[Region pointing data]
──────────

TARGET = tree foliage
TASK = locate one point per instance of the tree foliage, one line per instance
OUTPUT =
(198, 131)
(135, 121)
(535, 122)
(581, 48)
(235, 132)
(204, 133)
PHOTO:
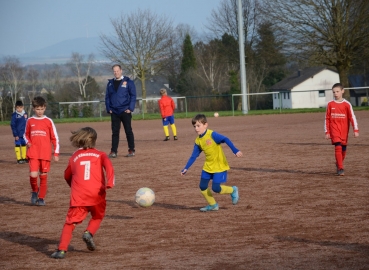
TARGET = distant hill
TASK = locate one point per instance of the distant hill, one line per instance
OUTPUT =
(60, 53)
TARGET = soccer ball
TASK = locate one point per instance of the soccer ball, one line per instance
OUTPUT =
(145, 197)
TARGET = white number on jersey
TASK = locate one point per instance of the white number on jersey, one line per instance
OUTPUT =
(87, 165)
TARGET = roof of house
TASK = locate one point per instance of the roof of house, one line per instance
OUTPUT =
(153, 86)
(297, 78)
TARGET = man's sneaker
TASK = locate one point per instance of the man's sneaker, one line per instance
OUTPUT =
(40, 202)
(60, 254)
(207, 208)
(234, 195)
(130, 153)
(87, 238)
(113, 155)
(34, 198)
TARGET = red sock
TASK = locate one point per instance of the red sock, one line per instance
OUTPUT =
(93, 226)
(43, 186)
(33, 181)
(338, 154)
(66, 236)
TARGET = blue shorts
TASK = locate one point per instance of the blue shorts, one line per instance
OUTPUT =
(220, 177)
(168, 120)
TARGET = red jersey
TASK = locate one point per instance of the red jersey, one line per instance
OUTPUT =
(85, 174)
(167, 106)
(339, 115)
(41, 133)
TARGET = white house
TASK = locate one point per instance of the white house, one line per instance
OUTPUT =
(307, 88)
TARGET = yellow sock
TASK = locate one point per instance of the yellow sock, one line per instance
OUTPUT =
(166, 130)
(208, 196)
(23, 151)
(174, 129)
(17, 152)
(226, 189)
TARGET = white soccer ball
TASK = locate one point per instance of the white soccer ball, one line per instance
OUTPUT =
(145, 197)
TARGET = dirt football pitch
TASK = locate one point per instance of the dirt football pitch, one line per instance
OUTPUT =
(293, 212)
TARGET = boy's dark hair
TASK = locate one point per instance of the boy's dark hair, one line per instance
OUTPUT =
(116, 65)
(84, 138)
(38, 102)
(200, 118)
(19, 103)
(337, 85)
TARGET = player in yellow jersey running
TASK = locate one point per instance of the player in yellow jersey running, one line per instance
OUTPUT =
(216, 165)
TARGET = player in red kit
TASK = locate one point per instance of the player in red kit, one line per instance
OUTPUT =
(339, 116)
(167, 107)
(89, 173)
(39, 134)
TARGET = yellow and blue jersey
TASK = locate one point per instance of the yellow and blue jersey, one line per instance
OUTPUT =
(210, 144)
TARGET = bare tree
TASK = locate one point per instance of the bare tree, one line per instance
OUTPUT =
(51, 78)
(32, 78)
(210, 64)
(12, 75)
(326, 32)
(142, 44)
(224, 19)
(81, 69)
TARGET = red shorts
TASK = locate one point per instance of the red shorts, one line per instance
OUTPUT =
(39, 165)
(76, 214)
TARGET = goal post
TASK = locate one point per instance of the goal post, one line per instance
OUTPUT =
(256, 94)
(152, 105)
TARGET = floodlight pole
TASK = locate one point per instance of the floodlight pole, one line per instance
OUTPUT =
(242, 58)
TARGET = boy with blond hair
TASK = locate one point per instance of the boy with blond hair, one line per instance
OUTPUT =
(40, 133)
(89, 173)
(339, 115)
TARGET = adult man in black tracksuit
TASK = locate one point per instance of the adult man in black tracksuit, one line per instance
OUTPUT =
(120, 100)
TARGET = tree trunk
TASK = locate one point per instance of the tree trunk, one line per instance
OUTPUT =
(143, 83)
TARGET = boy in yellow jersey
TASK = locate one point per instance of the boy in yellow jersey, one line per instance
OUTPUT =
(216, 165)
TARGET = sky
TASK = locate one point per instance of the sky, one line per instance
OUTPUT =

──────────

*ABOUT THIS EXERCISE*. All entries should be restated word for word; no images belong in the copy.

*FINAL ANSWER*.
TARGET = tree foliage
TASK = locate one point per instance of the tree foliage, one line per instance
OUTPUT =
(198, 131)
(135, 121)
(535, 122)
(581, 48)
(235, 132)
(204, 133)
PHOTO:
TARGET = distant hill
TASK = locate one point per instance of the distant hill, one line per instance
OUTPUT =
(60, 53)
TARGET = soccer ball
TASK = locate one point per instance of the soccer ball, one line per instance
OUTPUT =
(145, 197)
TARGET = white number on jersey
TASK = locate one point per instance of the white number on jersey, one line per instance
OUTPUT =
(87, 165)
TARGET = roof of house
TASK = locate one point per instance of the roof of house, one line per instance
OUTPUT =
(153, 86)
(297, 78)
TARGET = man's sneaker
TASK = locate one point per instance of the man's sneaker, one line per instance
OUTPUT =
(40, 202)
(60, 254)
(207, 208)
(234, 195)
(130, 153)
(87, 238)
(113, 155)
(34, 198)
TARGET = red sock
TASK = locate one point per instance of the red sock, one line per instance
OUTPUT =
(93, 226)
(43, 186)
(33, 181)
(338, 154)
(66, 236)
TARGET = blue shorts
TASK = locate one point per instance of the blue shorts, one line per instance
OUTPUT =
(220, 177)
(168, 120)
TARGET = red jersey
TASK = locate one point per instance of the red jersey, one line per instance
OUTPUT =
(85, 174)
(167, 106)
(339, 115)
(41, 133)
TARGET = white house
TASK = locate one point per instance of the white house, one line per instance
OUTPUT =
(307, 88)
TARGET = yellow sock
TASK = locate one point per instance of the yellow sock, one line per instance
OUTPUT =
(166, 130)
(208, 196)
(23, 151)
(174, 129)
(17, 152)
(226, 189)
TARGET = white soccer ball
TASK = locate one point per instance of the white soccer ball, one line per instance
OUTPUT =
(145, 197)
TARGET = dirt football pitch
TASK = locate one point per instance of the dirt football pitch, one line per instance
OUTPUT =
(293, 212)
TARGET = boy's dark hair
TASK = locate one point per instance of the boy's dark hair, one line per instance
OUTPUT =
(116, 65)
(84, 138)
(38, 102)
(200, 118)
(19, 103)
(337, 85)
TARGET = player in yellow jersey running
TASK = locate one point per instance of the player in yellow jersey running, one line per instance
OUTPUT =
(216, 165)
TARGET = player in red kit
TASK = locate one point per instance of the player in red kit, one line per instance
OUTPUT =
(339, 116)
(167, 107)
(89, 173)
(39, 134)
TARGET = yellow and blue jersey
TASK = locate one point per instance of the yellow and blue jersey, one line per instance
OUTPUT =
(210, 144)
TARGET = bare tree
TASK = locate one point per instance of the bare tree, one line per instance
OUTPUT =
(51, 78)
(32, 78)
(210, 64)
(12, 75)
(326, 32)
(142, 44)
(224, 19)
(81, 69)
TARGET = red shorts
TASK = locate one point per instance of the red shorts, one line per instance
OUTPUT =
(39, 165)
(76, 214)
TARGET = goal post
TASK = locate one point per instance of the goal post, one line per instance
OUTPUT =
(256, 94)
(152, 105)
TARGET = floodlight pole
TASK = locate one point per instance of the floodlight pole, one line per instance
OUTPUT =
(242, 58)
TARGET = boy with blond hair
TASK = locate one point per instance of the boy with blond hair, one line per instance
OUTPUT =
(40, 133)
(89, 173)
(339, 115)
TARGET = adult man in black tracksuit
TASK = locate one point per instance of the adult man in black tracksuit, one line per instance
OUTPUT =
(120, 100)
TARGET = tree trunk
TASK = locate one point per instance of the tree trunk, one line per instance
OUTPUT =
(143, 83)
TARGET = boy in yellow jersey
TASK = locate one point per instance of the boy in yellow jersey, one line per instance
OUTPUT =
(216, 165)
TARGET = sky
TASK = locate one point per instance of the sky, one line per instance
OUTPUT =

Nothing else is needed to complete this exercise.